## Aim:
Copy the entries below word for word, leaving out the pictures.
======== Data to process ========
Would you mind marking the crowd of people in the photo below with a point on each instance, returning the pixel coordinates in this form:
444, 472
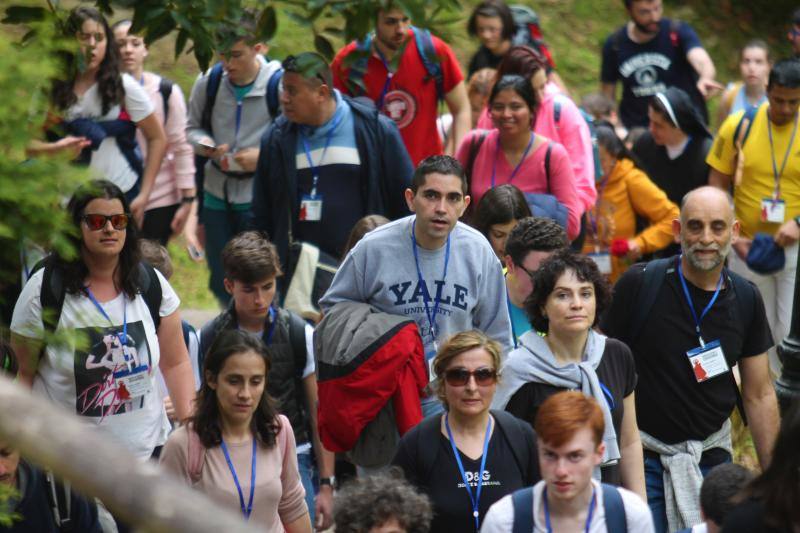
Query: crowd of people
524, 315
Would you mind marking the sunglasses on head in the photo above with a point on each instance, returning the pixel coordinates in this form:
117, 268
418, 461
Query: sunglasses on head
96, 222
458, 377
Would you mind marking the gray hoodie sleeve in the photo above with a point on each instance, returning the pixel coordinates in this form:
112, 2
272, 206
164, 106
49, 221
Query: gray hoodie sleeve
197, 101
348, 283
491, 313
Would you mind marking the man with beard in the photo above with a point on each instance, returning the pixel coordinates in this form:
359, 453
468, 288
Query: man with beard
651, 53
766, 191
677, 311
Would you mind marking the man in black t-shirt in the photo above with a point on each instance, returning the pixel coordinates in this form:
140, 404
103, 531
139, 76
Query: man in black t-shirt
686, 390
648, 55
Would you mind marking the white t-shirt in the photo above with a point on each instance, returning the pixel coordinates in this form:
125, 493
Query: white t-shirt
107, 161
80, 378
500, 518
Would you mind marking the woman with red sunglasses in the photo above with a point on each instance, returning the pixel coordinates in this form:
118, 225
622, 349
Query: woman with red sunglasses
469, 457
127, 314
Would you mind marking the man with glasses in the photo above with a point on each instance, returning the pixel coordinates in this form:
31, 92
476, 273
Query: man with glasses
532, 240
429, 267
327, 162
651, 53
407, 73
228, 114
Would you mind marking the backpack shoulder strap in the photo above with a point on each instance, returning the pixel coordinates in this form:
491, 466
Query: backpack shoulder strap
195, 455
165, 88
522, 501
150, 287
614, 509
297, 340
652, 279
427, 54
273, 96
743, 127
212, 88
59, 497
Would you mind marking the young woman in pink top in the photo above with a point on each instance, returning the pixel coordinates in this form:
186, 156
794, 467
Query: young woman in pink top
570, 129
170, 202
237, 449
512, 153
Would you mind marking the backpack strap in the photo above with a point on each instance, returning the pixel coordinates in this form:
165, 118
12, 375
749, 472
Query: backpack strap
427, 54
547, 164
614, 509
653, 277
150, 288
273, 96
195, 455
474, 147
522, 501
297, 340
59, 496
212, 88
165, 88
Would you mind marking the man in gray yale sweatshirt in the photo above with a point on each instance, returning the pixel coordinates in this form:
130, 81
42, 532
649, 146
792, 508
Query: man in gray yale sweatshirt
429, 267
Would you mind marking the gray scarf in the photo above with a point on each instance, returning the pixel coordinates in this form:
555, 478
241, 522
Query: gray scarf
533, 361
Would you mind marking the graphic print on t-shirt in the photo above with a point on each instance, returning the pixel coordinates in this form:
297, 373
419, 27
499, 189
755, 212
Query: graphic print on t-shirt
98, 393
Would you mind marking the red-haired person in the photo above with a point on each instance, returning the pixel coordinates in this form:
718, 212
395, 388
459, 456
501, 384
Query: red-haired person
569, 428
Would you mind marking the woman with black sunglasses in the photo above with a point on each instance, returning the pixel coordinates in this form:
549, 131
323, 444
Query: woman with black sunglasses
========
## Complete output:
Would you mind marking the crowd of people in the photo below with a point on each instance, returning the pixel coordinates in this form:
444, 472
Query: crowd of people
524, 315
Would you mind marking the sunglasses on head in the photo above with a point on each instance, returning the pixel coordinates in this form:
117, 268
418, 461
Query: sunglasses on head
96, 222
458, 377
Would you mind marking the gray hoodie sleeve in the photo above with a point on each instance, returning the pixel coordinates in this form:
112, 2
272, 206
164, 106
49, 221
Query: gray hoodie sleeve
197, 101
348, 283
491, 313
Would you mind marking the man with beard in the photo above with a point on each instance, returning the pixel coordinates in this form:
359, 453
468, 288
Query: man with beard
651, 53
766, 191
677, 311
Would you mind marking the man in black t-shirt in the photo above with a point on each instance, returning the pixel coordinates in this form:
140, 404
103, 531
139, 76
Query: man in black t-shirt
686, 390
648, 55
Would you mind marking the white t-shirt in the photo above with a point on each instance, returning the pixel coordinates in this form:
125, 493
Query: white t-shirt
107, 161
80, 378
500, 518
Would you mind marking the woman with red sunglasses in the photo above with a point on each instance, returning the pixel coordinates in this form:
118, 225
622, 349
Query: woman with red sunglasses
469, 457
127, 314
Would you mind marking the man with glasses in the photo above with a point on each instance, returning the pixel coordinates in this form:
31, 92
476, 273
Query: man with glasses
532, 240
429, 267
327, 162
651, 53
407, 73
228, 114
Would you mind marking the backpack shoulder strap in the photo above with a point on each instance, returning the pixel coordinates in this form:
491, 466
Query: backpack shoulder strap
195, 455
165, 88
522, 501
150, 287
614, 509
297, 340
652, 279
427, 54
273, 96
743, 127
212, 88
59, 497
Would you mind marking the young woman in pink top in the photo above with a point on each instance, returning the pixel coordinates in this form:
186, 156
794, 467
Query: young woman in pink top
570, 129
170, 202
237, 449
512, 153
Would you mind marking the backpack strap in the photo above with a point on each instance, returning the pixel coordinates in this form:
165, 118
12, 375
749, 472
Query: backpack strap
427, 54
547, 164
614, 509
653, 277
150, 288
273, 96
195, 455
474, 147
522, 501
297, 340
59, 496
212, 88
165, 88
Would you mind marking the man in gray yale sweatshirt in the photo above with a point on each instance, returning the pixel coordinates in this form:
130, 81
42, 532
649, 146
792, 508
Query: man in gray yale sweatshirt
429, 267
Would you mind marking the gray scarf in the photo above with a point on each instance, returning the pixel coordinates in this form:
555, 478
241, 522
Query: gray scarf
533, 361
Would you mind marking the graphic print on t-shirt in the photo above with a point on each instance, returning the pixel coordinates in this form:
297, 373
419, 27
499, 189
755, 212
Query: graphic print on t-shirt
98, 393
Would you mind marking the red-haired person in the photo above with a point on each instance, returning the pixel coordinates in this form:
718, 212
395, 388
459, 456
501, 384
Query: red-haired person
569, 428
Would you mind marking the woman with black sunglasses in the photo above with a point on each instance, returning the pixel coordinates in this form:
549, 131
323, 444
Query: woman with black sunglasses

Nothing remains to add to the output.